== Segment start ==

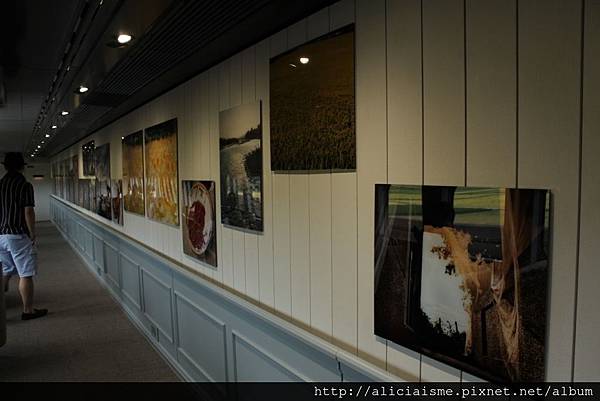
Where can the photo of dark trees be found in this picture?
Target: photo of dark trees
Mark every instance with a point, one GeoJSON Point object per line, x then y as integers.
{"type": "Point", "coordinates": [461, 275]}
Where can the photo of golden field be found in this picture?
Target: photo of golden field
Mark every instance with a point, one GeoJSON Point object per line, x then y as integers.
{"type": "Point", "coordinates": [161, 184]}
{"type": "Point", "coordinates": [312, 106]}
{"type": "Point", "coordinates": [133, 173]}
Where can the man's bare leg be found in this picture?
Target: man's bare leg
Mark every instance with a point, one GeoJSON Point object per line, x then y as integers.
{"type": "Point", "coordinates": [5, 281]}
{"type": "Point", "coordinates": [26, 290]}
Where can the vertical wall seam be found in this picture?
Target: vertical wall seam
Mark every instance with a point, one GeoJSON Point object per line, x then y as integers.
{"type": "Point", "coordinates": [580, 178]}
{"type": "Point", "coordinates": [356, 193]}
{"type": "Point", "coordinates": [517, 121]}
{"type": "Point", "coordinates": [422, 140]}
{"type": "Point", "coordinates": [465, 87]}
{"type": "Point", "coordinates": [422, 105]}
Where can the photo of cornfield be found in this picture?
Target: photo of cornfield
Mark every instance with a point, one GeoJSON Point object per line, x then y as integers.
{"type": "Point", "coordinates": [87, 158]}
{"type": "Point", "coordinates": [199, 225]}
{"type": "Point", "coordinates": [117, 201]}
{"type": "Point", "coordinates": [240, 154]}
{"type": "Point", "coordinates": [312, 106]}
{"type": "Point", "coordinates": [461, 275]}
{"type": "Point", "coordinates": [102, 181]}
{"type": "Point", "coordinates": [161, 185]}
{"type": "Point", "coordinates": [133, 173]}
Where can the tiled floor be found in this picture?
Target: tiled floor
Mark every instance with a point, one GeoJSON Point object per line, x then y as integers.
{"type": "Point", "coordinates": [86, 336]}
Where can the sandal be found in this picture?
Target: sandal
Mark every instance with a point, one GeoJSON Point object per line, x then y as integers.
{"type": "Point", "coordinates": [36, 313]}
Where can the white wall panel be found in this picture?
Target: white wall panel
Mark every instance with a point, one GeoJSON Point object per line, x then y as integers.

== Segment end ==

Within the data above, tally every line that has "Where" in it. Answer with the number only.

8